** Start of DATA FOR PROCESSING **

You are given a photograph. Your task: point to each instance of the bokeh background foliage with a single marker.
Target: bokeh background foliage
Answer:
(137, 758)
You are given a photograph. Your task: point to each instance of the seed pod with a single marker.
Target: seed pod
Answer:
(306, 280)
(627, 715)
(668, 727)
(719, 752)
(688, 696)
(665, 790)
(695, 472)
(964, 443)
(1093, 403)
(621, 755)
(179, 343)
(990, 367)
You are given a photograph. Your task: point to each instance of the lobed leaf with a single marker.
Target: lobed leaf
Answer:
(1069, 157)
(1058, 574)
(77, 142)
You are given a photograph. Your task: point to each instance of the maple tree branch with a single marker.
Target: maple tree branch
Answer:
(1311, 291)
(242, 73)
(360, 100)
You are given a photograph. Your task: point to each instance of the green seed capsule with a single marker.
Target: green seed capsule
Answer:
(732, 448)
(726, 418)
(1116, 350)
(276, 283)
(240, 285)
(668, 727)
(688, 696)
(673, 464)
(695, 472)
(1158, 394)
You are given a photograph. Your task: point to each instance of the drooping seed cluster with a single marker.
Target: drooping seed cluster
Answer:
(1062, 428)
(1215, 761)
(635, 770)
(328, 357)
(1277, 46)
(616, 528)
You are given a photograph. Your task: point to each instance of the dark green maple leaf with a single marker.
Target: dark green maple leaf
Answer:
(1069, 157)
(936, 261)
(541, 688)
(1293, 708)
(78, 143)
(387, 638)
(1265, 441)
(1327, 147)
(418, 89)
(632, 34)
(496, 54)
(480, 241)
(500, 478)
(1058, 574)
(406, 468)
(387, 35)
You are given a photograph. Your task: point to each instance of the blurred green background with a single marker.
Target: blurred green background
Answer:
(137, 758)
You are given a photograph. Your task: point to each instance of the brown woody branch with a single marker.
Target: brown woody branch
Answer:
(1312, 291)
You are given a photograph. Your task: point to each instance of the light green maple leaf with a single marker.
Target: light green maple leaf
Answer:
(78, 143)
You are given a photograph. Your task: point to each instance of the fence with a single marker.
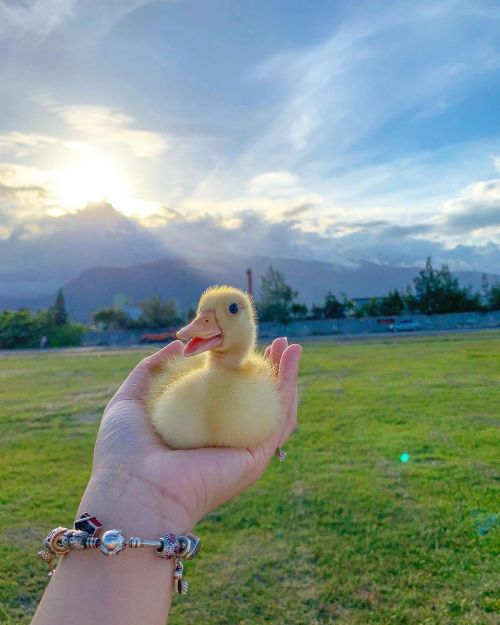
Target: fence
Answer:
(324, 327)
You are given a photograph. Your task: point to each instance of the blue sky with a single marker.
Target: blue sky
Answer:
(356, 129)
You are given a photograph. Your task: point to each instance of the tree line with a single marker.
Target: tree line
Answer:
(51, 327)
(433, 291)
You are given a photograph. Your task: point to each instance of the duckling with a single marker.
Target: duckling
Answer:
(219, 392)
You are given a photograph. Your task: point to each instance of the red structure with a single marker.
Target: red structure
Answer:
(249, 282)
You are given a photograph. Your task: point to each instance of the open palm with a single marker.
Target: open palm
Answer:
(197, 480)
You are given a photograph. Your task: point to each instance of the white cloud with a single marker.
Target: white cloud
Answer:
(34, 16)
(395, 60)
(475, 211)
(43, 17)
(21, 143)
(274, 183)
(102, 125)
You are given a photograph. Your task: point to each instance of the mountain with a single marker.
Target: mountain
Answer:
(98, 255)
(185, 279)
(34, 264)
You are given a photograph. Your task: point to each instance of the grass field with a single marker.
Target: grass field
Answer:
(343, 532)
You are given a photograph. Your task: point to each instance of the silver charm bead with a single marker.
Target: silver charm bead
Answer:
(169, 547)
(113, 542)
(189, 546)
(54, 541)
(92, 543)
(74, 539)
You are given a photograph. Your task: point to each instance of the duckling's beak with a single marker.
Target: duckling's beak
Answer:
(202, 333)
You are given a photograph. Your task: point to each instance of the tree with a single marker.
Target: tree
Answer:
(156, 313)
(372, 308)
(276, 297)
(111, 319)
(24, 328)
(494, 297)
(59, 309)
(392, 304)
(438, 291)
(299, 311)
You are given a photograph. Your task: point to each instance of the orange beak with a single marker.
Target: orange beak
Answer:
(202, 334)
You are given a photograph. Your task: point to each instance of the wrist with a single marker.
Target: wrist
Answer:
(122, 499)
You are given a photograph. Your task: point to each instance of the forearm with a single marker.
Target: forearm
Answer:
(133, 587)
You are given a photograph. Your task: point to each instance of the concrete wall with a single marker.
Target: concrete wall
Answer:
(453, 321)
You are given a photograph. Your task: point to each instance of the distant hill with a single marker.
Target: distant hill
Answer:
(184, 280)
(34, 265)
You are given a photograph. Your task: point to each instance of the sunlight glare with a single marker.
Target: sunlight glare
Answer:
(93, 178)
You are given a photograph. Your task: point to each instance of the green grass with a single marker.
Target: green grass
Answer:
(343, 532)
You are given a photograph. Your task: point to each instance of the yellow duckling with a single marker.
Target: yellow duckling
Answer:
(220, 392)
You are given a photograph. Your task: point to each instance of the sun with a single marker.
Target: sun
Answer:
(92, 177)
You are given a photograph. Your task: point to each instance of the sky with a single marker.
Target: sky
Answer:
(366, 129)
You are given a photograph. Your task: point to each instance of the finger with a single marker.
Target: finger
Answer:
(278, 346)
(289, 365)
(138, 380)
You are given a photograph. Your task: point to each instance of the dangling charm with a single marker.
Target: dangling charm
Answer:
(181, 585)
(48, 556)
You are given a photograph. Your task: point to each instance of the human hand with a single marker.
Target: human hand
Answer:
(137, 481)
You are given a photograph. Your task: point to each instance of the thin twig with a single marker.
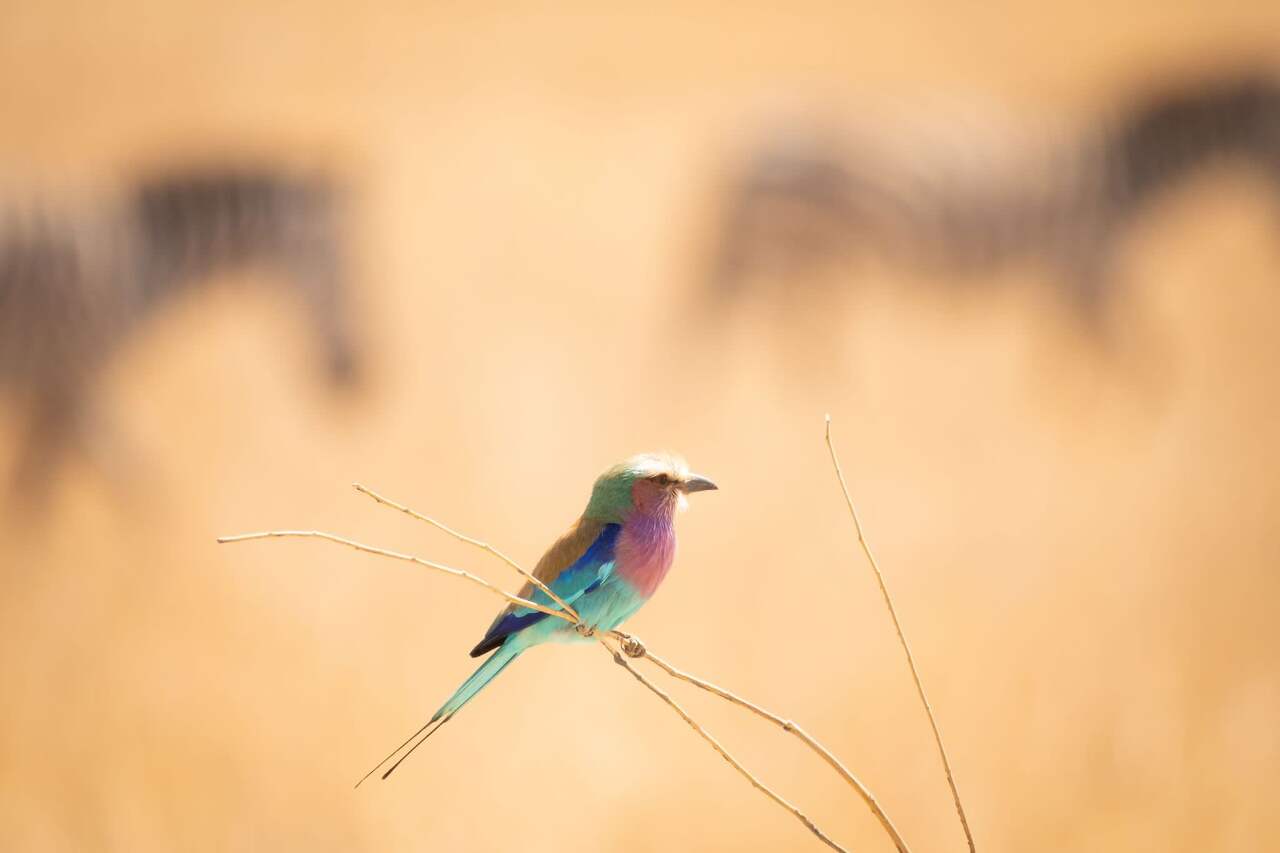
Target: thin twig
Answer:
(734, 762)
(396, 555)
(462, 537)
(897, 626)
(786, 725)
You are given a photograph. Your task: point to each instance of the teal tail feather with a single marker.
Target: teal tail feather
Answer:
(487, 673)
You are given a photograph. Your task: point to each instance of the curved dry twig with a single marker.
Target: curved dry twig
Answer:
(636, 649)
(462, 537)
(396, 555)
(716, 744)
(901, 638)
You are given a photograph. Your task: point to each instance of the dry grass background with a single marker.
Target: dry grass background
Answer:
(1083, 547)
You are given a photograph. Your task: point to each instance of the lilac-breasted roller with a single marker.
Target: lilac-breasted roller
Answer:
(606, 568)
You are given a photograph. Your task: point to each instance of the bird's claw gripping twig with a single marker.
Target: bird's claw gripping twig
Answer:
(630, 646)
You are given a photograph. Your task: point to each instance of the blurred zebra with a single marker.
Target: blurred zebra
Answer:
(940, 201)
(74, 287)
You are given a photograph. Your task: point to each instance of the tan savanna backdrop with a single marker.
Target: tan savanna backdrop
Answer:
(1082, 539)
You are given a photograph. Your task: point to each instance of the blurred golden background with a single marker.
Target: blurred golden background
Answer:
(1080, 530)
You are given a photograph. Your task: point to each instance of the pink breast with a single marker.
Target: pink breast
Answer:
(645, 550)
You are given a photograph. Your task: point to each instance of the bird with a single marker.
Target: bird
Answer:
(606, 566)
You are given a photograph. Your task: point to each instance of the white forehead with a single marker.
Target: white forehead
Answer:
(654, 464)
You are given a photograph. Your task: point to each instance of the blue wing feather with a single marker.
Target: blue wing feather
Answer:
(585, 574)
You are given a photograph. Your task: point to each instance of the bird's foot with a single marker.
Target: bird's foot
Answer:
(631, 646)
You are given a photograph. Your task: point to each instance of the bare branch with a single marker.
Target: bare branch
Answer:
(897, 626)
(634, 648)
(716, 744)
(462, 537)
(406, 557)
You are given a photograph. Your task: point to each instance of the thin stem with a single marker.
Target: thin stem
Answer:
(462, 537)
(901, 638)
(734, 762)
(396, 555)
(786, 725)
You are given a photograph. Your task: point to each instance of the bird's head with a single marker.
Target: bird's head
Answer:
(649, 483)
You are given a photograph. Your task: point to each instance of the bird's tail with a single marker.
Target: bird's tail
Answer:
(487, 673)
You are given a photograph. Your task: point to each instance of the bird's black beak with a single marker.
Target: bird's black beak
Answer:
(699, 483)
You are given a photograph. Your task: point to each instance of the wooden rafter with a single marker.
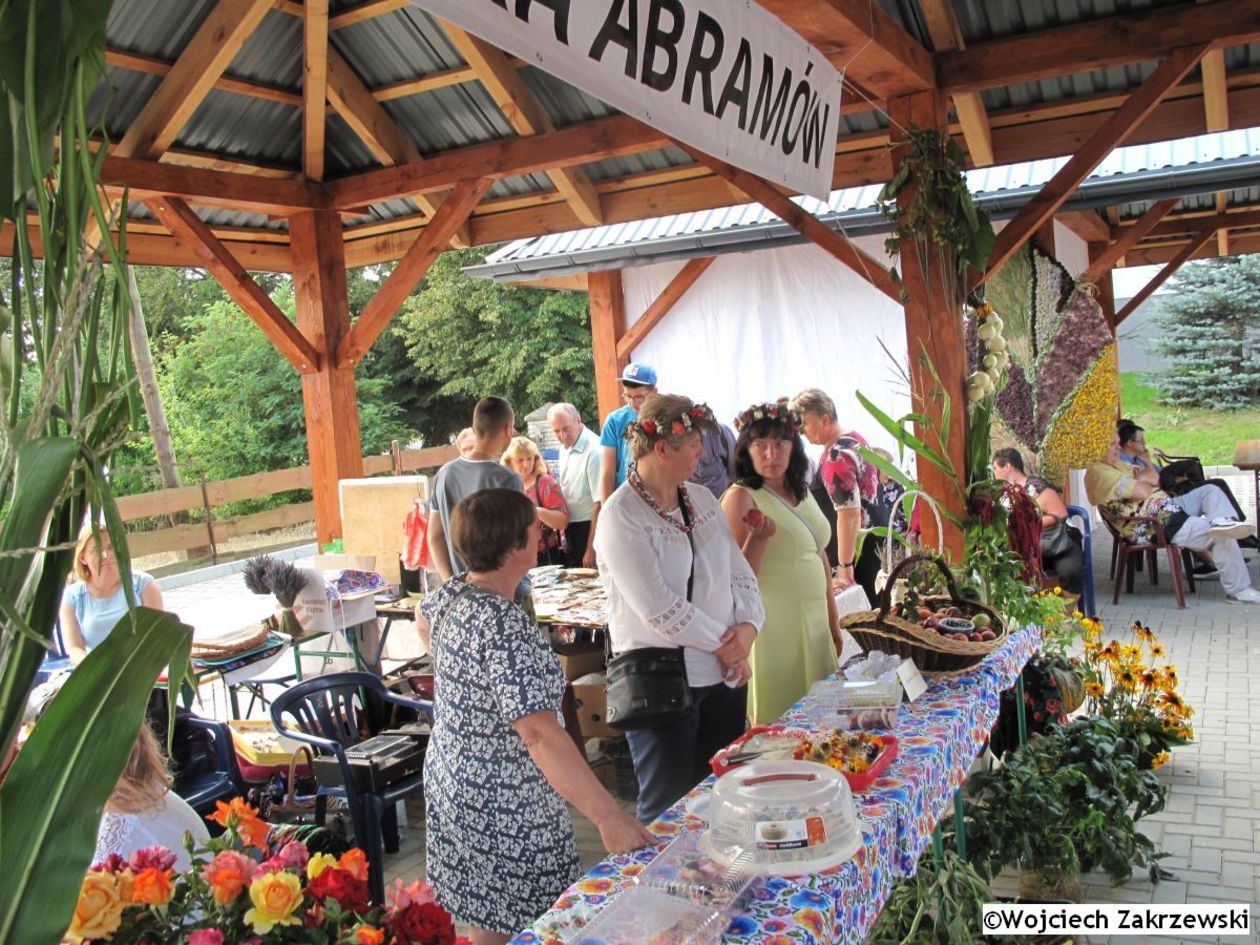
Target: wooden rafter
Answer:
(804, 223)
(662, 304)
(212, 255)
(946, 34)
(866, 42)
(1099, 44)
(1100, 144)
(190, 78)
(526, 115)
(314, 87)
(1195, 243)
(411, 269)
(1113, 253)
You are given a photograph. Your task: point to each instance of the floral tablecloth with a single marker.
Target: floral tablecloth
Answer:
(940, 736)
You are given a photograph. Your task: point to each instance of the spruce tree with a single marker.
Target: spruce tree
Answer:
(1210, 334)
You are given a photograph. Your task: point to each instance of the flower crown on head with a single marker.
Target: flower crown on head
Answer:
(779, 411)
(652, 430)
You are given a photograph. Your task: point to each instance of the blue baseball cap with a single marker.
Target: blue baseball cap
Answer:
(639, 374)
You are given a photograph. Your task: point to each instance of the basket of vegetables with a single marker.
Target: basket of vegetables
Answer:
(943, 633)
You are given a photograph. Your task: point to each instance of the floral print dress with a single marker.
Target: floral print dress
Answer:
(499, 841)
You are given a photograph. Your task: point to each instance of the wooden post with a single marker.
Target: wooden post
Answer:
(607, 325)
(328, 393)
(934, 329)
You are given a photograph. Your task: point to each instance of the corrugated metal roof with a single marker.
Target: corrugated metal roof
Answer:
(856, 207)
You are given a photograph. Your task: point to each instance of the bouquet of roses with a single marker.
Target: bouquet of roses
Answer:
(240, 891)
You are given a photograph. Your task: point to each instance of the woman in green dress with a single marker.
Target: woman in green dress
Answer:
(783, 534)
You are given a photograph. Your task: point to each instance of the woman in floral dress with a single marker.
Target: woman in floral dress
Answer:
(499, 841)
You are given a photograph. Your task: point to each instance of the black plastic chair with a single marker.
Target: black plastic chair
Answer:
(330, 715)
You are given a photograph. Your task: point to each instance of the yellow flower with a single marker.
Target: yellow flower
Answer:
(275, 896)
(318, 863)
(98, 911)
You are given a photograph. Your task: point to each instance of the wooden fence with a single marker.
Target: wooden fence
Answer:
(211, 495)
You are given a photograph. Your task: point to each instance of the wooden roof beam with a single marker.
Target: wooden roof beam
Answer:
(314, 87)
(518, 105)
(858, 37)
(1098, 44)
(411, 269)
(1081, 164)
(1195, 243)
(212, 255)
(190, 78)
(946, 34)
(1129, 238)
(663, 304)
(804, 223)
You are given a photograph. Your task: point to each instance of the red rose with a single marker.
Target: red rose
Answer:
(427, 924)
(350, 893)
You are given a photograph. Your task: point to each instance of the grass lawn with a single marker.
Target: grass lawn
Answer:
(1183, 431)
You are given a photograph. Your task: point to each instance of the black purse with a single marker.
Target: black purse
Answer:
(648, 688)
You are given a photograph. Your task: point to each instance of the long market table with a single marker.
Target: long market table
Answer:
(940, 735)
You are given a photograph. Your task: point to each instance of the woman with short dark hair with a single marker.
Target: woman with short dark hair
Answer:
(783, 534)
(499, 841)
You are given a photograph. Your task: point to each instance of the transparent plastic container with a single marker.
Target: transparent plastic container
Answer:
(794, 817)
(643, 916)
(684, 868)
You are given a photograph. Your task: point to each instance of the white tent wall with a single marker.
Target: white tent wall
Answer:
(766, 324)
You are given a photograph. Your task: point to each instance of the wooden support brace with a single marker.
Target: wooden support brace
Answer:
(188, 228)
(804, 223)
(1192, 247)
(1128, 240)
(1099, 145)
(662, 304)
(411, 269)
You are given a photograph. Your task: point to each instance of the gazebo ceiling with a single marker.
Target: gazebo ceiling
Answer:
(204, 100)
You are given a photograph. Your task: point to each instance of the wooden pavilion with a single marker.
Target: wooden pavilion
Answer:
(308, 137)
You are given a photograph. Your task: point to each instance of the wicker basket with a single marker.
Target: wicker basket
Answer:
(933, 653)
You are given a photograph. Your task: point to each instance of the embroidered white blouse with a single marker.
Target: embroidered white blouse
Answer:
(644, 563)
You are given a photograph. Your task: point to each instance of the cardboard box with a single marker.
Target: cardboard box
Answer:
(581, 663)
(591, 707)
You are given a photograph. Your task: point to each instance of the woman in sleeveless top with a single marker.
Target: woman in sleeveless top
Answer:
(783, 534)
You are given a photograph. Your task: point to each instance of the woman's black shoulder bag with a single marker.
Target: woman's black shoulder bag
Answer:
(648, 687)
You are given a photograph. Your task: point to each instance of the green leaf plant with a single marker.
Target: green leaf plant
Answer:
(67, 400)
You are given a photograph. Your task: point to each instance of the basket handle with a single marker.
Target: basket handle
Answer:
(886, 591)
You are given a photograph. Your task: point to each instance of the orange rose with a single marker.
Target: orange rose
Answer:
(151, 887)
(354, 861)
(275, 896)
(98, 911)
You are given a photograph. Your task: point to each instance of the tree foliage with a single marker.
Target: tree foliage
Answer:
(1211, 335)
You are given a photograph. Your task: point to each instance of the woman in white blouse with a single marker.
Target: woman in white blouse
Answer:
(655, 532)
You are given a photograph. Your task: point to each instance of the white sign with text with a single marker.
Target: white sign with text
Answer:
(722, 76)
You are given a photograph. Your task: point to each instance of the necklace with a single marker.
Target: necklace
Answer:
(683, 498)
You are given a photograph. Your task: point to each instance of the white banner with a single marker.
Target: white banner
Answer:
(722, 76)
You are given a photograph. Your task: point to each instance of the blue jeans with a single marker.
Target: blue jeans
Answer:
(672, 760)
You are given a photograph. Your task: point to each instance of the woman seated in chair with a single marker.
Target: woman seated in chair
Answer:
(144, 810)
(1061, 544)
(499, 841)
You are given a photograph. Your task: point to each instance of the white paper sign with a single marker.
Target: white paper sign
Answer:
(911, 679)
(722, 76)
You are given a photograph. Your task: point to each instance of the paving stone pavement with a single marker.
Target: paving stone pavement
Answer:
(1211, 824)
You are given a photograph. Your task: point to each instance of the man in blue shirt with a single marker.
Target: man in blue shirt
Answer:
(638, 382)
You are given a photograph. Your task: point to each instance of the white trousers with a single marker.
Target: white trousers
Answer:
(1202, 505)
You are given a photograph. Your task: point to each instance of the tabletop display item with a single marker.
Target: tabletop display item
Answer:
(645, 916)
(912, 628)
(795, 817)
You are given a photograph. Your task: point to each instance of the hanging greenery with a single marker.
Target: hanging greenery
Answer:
(936, 213)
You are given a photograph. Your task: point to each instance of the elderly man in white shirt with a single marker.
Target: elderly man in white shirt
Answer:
(578, 479)
(675, 577)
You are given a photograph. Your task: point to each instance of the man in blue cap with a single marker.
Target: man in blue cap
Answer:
(638, 381)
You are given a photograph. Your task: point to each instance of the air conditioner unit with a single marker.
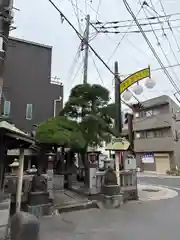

** End of DATA FOR PROCESSING **

— WORK REQUIRED —
Copy out in full every line above that contains the word "embroidered".

— CORRECT RESULT —
You are given a photograph. Your task: point to each instance of the embroidered white blouse with a single marker.
Target: embroidered white blouse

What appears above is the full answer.